§ Problem to solve
Could you restate the entries word for word, without the images?

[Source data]
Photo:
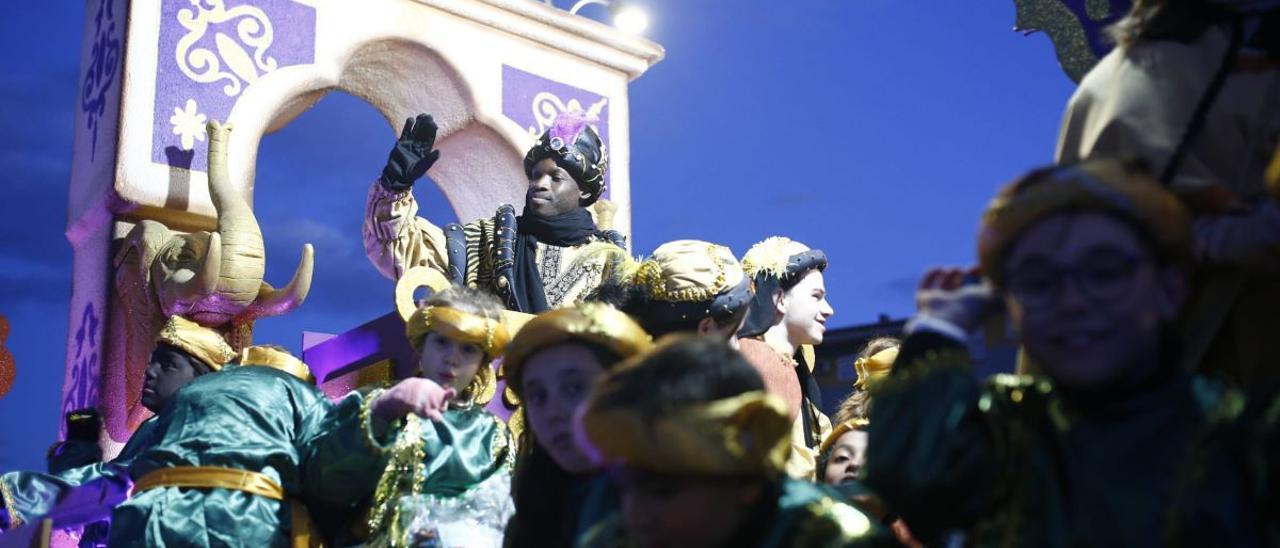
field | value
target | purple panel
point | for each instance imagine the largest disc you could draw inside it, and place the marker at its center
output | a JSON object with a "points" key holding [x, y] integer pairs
{"points": [[314, 338], [81, 389], [533, 103], [374, 341], [210, 51]]}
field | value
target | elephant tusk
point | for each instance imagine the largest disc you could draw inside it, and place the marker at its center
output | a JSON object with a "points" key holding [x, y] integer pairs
{"points": [[274, 302], [202, 283]]}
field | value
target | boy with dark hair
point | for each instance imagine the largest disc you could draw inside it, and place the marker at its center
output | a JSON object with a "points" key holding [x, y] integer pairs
{"points": [[698, 450]]}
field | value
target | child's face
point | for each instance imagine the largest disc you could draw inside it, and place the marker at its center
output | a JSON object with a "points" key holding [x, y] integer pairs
{"points": [[556, 382], [451, 364]]}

§ Solution for this problem
Photo:
field | value
target | purple panel
point | for each instance imagine the largest disc you could draw inside it, and place the marker at its center
output | a JSON object with a "points" key holding [x, y] integer pairs
{"points": [[314, 338], [81, 389], [533, 103], [374, 341], [210, 51]]}
field | value
target | elephant tusk
point | for each instance imagine the largest disc you could draw inside it, and place the marker at its center
output | a JSON object with a "points" key holding [x, y] integer pairs
{"points": [[274, 302], [202, 283]]}
field | value
target | boy with dark hair
point | for each instance imagine the largest disc you could draw inside it, and place the marker at its center
output | a JSON object with a "points" key holding [x, y] integer pairs
{"points": [[698, 450]]}
field | value
target | child's face
point | for each instance imagine the largest disc you could draw inside it, and place the marker at its center
output | a JSON object with a "points" key holding [x, y] integer pairs
{"points": [[556, 382], [451, 364]]}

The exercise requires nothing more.